**Exercise instructions**
A) Write out the part of the excerpt on the local stellar census between "A clue that" and "the local neighborhood?", inclusive.
B) Pick up the excerpt on the local stellar census after its last sentence and carry it forward.

**Excerpt to read**

-------------------------

Astronomers are working hard these days to complete the census of our local neighborhood by finding our faintest neighbors. Recent discoveries of nearby stars have relied heavily upon infrared telescopes that are able to find these many cool, low-mass stars. You should expect the number of known stars within 26 light-years of the Sun to keep increasing as more and better surveys are undertaken.
If we confine our census to the local neighborhood, we will miss many of the most interesting kinds of stars. After all, the neighborhood in which you live does not contain all the types of people—distinguished according to age, education, income, race, and so on—that live in the entire country. For example, a few people do live to be over 100 years old, but there may be no such individual within several miles of where you live. In order to sample the full range of the human population, you would have to extend your census to a much larger area. Similarly, some types of stars simply are not found nearby.
A clue that we are missing something in our stellar census comes from the fact that only six of the 20 stars that appear brightest in our sky— Sirius , Vega , Altair, Alpha Centauri, Fomalhaut, and Procyon—are found within 26 light-years of the Sun ( [link] ). Why are we missing most of the brightest stars when we take our census of the local neighborhood?

-------------------------

**Information supplied**
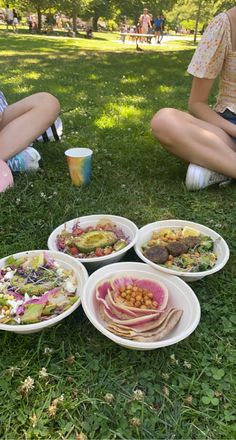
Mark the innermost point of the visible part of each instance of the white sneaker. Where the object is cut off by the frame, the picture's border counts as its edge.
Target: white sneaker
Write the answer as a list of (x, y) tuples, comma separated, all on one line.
[(198, 177), (26, 160)]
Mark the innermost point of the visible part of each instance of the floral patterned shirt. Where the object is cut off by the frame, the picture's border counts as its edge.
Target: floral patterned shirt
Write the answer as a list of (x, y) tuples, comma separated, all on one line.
[(214, 56)]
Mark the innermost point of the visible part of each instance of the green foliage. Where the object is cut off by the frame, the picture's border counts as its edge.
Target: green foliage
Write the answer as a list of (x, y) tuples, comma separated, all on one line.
[(83, 383)]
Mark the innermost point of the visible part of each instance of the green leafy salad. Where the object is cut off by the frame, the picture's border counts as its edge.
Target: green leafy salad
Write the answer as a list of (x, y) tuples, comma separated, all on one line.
[(35, 288), (181, 249)]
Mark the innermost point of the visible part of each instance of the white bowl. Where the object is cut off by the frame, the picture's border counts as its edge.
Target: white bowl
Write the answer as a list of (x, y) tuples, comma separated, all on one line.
[(127, 226), (69, 263), (220, 247), (180, 296)]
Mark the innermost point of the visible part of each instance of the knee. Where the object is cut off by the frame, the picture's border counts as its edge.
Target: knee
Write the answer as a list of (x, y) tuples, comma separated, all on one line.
[(163, 122), (49, 103)]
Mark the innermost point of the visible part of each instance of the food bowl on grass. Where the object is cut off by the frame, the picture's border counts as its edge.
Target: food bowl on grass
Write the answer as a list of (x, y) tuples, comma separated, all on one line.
[(38, 289), (164, 312), (95, 240), (183, 248)]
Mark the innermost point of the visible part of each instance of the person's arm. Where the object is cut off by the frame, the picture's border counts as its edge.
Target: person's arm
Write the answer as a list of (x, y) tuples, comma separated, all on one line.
[(198, 105)]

-------------------------

**Responses to the exercise**
A)
A clue that we are missing something in our stellar census comes from the fact that only six of the 20 stars that appear brightest in our sky— Sirius , Vega , Altair, Alpha Centauri, Fomalhaut, and Procyon—are found within 26 light-years of the Sun ( [link] ). Why are we missing most of the brightest stars when we take our census of the local neighborhood?

B)
The answer, interestingly enough, is that the stars that appear brightest are not the ones closest to us. The brightest stars look the way they do because they emit a very large amount of energy—so much, in fact, that they do not have to be nearby to look brilliant. You can confirm this by looking at Appendix J , which gives distances for the 20 stars that appear brightest from Earth. The most distant of these stars is more than 1000 light-years from us. In fact, it turns out that most of the stars visible without a telescope are hundreds of light-years away and many times more luminous than the Sun. Among the 6000 stars visible to the unaided eye, only about 50 are intrinsically fainter than the Sun. Note also that several of the stars in Appendix J are spectral type B, a type that is completely missing from [link] .
The most luminous of the bright stars listed in Appendix J emit more than 50,000 times more energy than does the Sun. These highly luminous stars are missing from the solar neighborhood because they are very rare. None of them happens to be in the tiny volume of space immediately surrounding the Sun, and only this small volume was surveyed to get the data shown in [link] .
For example, let’s consider the most luminous stars—those 100 or more times as luminous as the Sun. Although such stars are rare, they are visible to the unaided eye, even when hundreds to thousands of light-years away. A star with a luminosity 10,000 times greater than that of the Sun can be seen without a telescope out to a distance of 5000 light-years. The volume of space included within a distance of 5000 light-years, however, is enormous; so even though highly luminous stars are intrinsically rare, many of them are readily visible to our unaided eye.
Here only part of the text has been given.